*TASK ITEM*. What the task needs is every record repeated exactly, nothing more.

Segment Start: INPUT RECORDS

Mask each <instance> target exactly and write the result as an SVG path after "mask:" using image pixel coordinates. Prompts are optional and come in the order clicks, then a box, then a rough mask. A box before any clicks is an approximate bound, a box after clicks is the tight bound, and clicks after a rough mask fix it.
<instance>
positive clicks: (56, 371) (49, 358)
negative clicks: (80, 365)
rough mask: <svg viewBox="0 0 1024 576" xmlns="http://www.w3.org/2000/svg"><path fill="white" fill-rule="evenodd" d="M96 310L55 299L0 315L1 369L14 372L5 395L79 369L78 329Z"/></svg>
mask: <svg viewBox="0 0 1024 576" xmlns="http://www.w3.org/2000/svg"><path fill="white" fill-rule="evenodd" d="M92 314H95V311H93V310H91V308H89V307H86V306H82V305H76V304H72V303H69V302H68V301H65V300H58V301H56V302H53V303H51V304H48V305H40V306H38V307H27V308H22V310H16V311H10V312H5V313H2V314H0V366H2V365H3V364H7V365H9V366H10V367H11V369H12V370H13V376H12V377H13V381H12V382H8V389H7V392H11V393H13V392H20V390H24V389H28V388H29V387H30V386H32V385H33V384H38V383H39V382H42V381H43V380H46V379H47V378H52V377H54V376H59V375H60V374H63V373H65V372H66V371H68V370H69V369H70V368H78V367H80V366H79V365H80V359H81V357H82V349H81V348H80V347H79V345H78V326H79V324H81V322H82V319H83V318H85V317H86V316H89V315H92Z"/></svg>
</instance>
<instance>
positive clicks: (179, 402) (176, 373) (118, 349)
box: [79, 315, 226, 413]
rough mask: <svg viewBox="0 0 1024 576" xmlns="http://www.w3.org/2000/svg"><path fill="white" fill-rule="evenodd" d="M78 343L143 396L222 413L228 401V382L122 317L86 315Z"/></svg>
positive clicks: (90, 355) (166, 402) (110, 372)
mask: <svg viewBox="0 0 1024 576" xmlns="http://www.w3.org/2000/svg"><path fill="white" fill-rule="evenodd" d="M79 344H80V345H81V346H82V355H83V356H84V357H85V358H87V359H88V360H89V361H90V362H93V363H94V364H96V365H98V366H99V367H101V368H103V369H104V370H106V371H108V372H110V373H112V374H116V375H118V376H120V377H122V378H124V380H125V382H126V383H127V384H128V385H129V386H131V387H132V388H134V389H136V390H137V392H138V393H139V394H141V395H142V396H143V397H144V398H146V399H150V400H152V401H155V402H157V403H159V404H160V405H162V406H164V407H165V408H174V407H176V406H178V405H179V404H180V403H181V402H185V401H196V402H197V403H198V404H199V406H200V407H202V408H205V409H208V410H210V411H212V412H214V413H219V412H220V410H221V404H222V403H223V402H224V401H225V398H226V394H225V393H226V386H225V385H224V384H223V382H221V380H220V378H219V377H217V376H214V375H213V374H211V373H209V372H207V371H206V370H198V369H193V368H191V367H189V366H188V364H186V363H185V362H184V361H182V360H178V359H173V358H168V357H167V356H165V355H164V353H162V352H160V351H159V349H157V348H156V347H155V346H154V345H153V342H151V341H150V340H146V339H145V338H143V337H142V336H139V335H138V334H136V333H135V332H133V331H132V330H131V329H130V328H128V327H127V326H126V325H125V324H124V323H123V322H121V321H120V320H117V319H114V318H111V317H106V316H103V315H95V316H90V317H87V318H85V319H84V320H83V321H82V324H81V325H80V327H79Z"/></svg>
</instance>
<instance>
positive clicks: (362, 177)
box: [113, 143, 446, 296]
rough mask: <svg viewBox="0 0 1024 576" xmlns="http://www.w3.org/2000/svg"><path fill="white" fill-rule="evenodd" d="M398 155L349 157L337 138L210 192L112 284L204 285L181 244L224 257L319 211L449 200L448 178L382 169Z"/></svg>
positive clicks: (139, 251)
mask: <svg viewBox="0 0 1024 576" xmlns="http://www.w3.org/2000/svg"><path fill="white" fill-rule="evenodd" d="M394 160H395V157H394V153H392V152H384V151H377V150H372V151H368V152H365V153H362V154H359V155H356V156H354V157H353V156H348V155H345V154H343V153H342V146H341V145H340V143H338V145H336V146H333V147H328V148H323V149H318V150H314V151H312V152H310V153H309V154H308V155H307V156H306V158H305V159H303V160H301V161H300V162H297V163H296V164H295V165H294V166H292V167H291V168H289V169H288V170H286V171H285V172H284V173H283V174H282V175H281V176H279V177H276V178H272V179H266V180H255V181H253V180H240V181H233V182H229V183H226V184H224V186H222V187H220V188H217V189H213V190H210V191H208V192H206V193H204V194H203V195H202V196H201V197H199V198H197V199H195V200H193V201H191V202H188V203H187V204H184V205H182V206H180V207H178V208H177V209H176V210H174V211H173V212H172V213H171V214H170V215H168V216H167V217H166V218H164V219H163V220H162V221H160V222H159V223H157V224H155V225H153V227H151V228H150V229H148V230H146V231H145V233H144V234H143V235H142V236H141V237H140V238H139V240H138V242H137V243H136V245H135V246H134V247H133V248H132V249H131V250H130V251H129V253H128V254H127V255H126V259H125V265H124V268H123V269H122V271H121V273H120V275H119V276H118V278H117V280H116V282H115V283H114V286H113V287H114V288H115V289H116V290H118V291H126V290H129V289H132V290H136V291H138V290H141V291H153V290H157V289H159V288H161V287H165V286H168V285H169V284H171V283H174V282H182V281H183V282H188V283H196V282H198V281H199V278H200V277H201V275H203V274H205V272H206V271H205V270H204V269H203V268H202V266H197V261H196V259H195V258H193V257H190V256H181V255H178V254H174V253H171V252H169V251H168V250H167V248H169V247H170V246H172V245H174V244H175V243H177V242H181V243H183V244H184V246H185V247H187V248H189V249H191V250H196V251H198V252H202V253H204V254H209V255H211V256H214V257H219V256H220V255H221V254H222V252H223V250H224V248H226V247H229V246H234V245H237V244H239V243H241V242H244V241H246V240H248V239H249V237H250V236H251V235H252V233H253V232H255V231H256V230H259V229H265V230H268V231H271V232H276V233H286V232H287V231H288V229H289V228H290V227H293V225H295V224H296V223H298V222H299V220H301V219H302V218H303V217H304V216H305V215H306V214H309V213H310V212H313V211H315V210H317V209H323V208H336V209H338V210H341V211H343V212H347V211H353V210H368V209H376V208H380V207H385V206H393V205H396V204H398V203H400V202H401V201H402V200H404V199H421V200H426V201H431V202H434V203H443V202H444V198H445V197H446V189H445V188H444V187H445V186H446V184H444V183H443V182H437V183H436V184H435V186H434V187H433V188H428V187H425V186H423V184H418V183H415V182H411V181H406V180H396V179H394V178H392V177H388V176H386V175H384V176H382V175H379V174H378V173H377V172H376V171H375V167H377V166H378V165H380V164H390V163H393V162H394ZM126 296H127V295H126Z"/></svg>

Segment End: INPUT RECORDS

*FINAL ANSWER*.
Mask each <instance> target exactly and write the result as an SVG path after "mask:" using image pixel coordinates. Prompts are optional and come in the order clicks, then a box, then a rough mask. A box before any clicks is an approximate bound, a box after clicks is the tight bound, and clicks after a rough mask fix it.
<instance>
positive clicks: (56, 371) (49, 358)
negative clicks: (80, 365)
rough mask: <svg viewBox="0 0 1024 576" xmlns="http://www.w3.org/2000/svg"><path fill="white" fill-rule="evenodd" d="M96 310L55 299L0 315L1 369L14 372L5 395L79 369L78 329Z"/></svg>
mask: <svg viewBox="0 0 1024 576" xmlns="http://www.w3.org/2000/svg"><path fill="white" fill-rule="evenodd" d="M92 314H95V311H93V310H91V308H89V307H86V306H82V305H76V304H72V303H69V302H68V301H65V300H58V301H56V302H53V303H51V304H48V305H40V306H38V307H27V308H22V310H16V311H10V312H5V313H2V314H0V366H2V365H3V364H7V365H9V366H10V367H11V369H12V370H13V376H12V377H13V381H12V382H8V389H7V392H11V393H13V392H20V390H24V389H28V388H29V387H30V386H32V385H33V384H38V383H39V382H42V381H43V380H46V379H47V378H52V377H54V376H59V375H60V374H63V373H65V372H66V371H68V370H69V369H70V368H78V367H80V366H79V365H80V359H81V357H82V349H81V348H80V347H79V345H78V326H79V324H81V322H82V319H83V318H85V317H86V316H89V315H92Z"/></svg>
</instance>
<instance>
positive clicks: (179, 402) (176, 373) (118, 349)
box: [79, 315, 226, 413]
rough mask: <svg viewBox="0 0 1024 576" xmlns="http://www.w3.org/2000/svg"><path fill="white" fill-rule="evenodd" d="M78 343L143 396L222 413L228 401V382L122 317L86 315Z"/></svg>
positive clicks: (90, 355) (166, 402) (110, 372)
mask: <svg viewBox="0 0 1024 576" xmlns="http://www.w3.org/2000/svg"><path fill="white" fill-rule="evenodd" d="M79 344H80V345H81V346H82V355H83V356H84V357H85V358H87V359H88V360H89V361H90V362H93V363H94V364H96V365H98V366H99V367H101V368H103V369H104V370H106V371H108V372H110V373H112V374H116V375H118V376H120V377H122V378H124V380H125V382H126V383H127V384H128V385H129V386H131V387H132V388H134V389H136V390H137V392H138V393H139V394H141V395H142V396H143V397H144V398H146V399H150V400H152V401H155V402H157V403H159V404H160V405H162V406H164V407H165V408H174V407H176V406H178V405H179V404H180V403H181V402H185V401H196V402H197V403H198V404H199V406H200V407H202V408H205V409H208V410H210V411H212V412H214V413H219V412H220V410H221V404H222V403H223V402H224V401H225V398H226V394H225V393H226V386H225V385H224V384H223V382H221V380H220V378H219V377H217V376H214V375H213V374H211V373H209V372H207V371H206V370H198V369H193V368H191V367H189V366H188V364H186V363H185V362H184V361H182V360H178V359H173V358H168V357H167V356H165V355H164V353H162V352H160V351H159V349H157V348H156V347H155V346H154V345H153V342H151V341H150V340H146V339H145V338H143V337H142V336H139V335H138V334H136V333H135V332H133V331H132V330H131V329H130V328H128V327H127V326H126V325H125V324H124V323H123V322H121V321H120V320H117V319H114V318H111V317H106V316H103V315H95V316H90V317H87V318H85V319H84V320H83V321H82V324H81V325H80V327H79Z"/></svg>
</instance>
<instance>
positive clicks: (362, 177)
box: [113, 143, 446, 296]
rough mask: <svg viewBox="0 0 1024 576" xmlns="http://www.w3.org/2000/svg"><path fill="white" fill-rule="evenodd" d="M398 155L349 157L337 138L210 192L112 284L204 285L181 244L224 257L319 211L449 200L448 178L382 169Z"/></svg>
positive clicks: (139, 251)
mask: <svg viewBox="0 0 1024 576" xmlns="http://www.w3.org/2000/svg"><path fill="white" fill-rule="evenodd" d="M394 160H395V157H394V153H392V152H384V151H377V150H372V151H368V152H365V153H362V154H359V155H356V156H354V157H353V156H348V155H345V154H343V153H342V146H341V145H340V143H338V145H336V146H333V147H328V148H323V149H318V150H314V151H312V152H310V153H309V154H308V155H307V156H306V158H305V159H303V160H301V161H300V162H297V163H296V164H295V165H294V166H292V167H291V168H289V169H288V170H286V171H285V172H284V173H283V174H282V175H281V176H279V177H276V178H272V179H266V180H255V181H253V180H240V181H233V182H229V183H226V184H224V186H222V187H220V188H217V189H213V190H210V191H208V192H206V193H204V194H203V195H202V196H201V197H199V198H197V199H195V200H193V201H191V202H188V203H187V204H184V205H182V206H180V207H178V208H177V209H176V210H174V211H173V212H172V213H171V214H170V215H168V216H167V217H166V218H164V219H163V220H162V221H160V222H159V223H157V224H155V225H153V227H151V228H150V229H148V230H146V231H145V233H144V234H143V235H142V236H141V237H140V238H139V240H138V242H137V243H136V245H135V246H134V247H133V248H132V249H131V250H130V251H129V253H128V254H127V255H126V259H125V265H124V268H123V269H122V271H121V273H120V275H119V276H118V278H117V280H116V282H115V283H114V286H113V287H114V288H115V289H116V290H118V291H126V290H129V289H132V290H136V291H138V290H141V291H153V290H157V289H159V288H161V287H165V286H168V285H169V284H171V283H174V282H182V281H183V282H188V283H196V282H198V281H199V278H200V277H201V275H203V274H205V272H206V271H205V270H204V269H203V268H202V266H197V261H196V259H195V258H193V257H190V256H181V255H178V254H174V253H171V252H169V251H168V250H167V248H169V247H170V246H172V245H174V244H175V243H177V242H181V243H183V244H184V246H185V247H187V248H189V249H191V250H196V251H198V252H202V253H204V254H209V255H211V256H214V257H219V256H220V255H221V254H222V252H223V250H224V248H226V247H229V246H234V245H237V244H239V243H241V242H244V241H246V240H248V239H249V237H250V236H251V235H252V233H253V232H255V231H256V230H259V229H265V230H268V231H271V232H276V233H286V232H287V231H288V229H289V228H290V227H293V225H295V224H296V223H298V222H299V220H301V219H302V218H303V217H304V216H305V215H306V214H309V213H310V212H313V211H315V210H317V209H323V208H336V209H338V210H341V211H343V212H347V211H353V210H368V209H376V208H380V207H385V206H393V205H396V204H398V203H400V202H401V201H402V200H404V199H421V200H426V201H431V202H434V203H443V202H444V198H445V197H446V189H445V188H444V187H445V186H446V184H444V183H443V182H437V183H436V184H435V186H434V187H433V188H428V187H425V186H423V184H418V183H415V182H411V181H406V180H396V179H394V178H392V177H388V176H386V175H384V176H382V175H379V174H378V173H377V172H376V171H375V167H377V166H378V165H380V164H390V163H393V162H394ZM126 296H127V295H126Z"/></svg>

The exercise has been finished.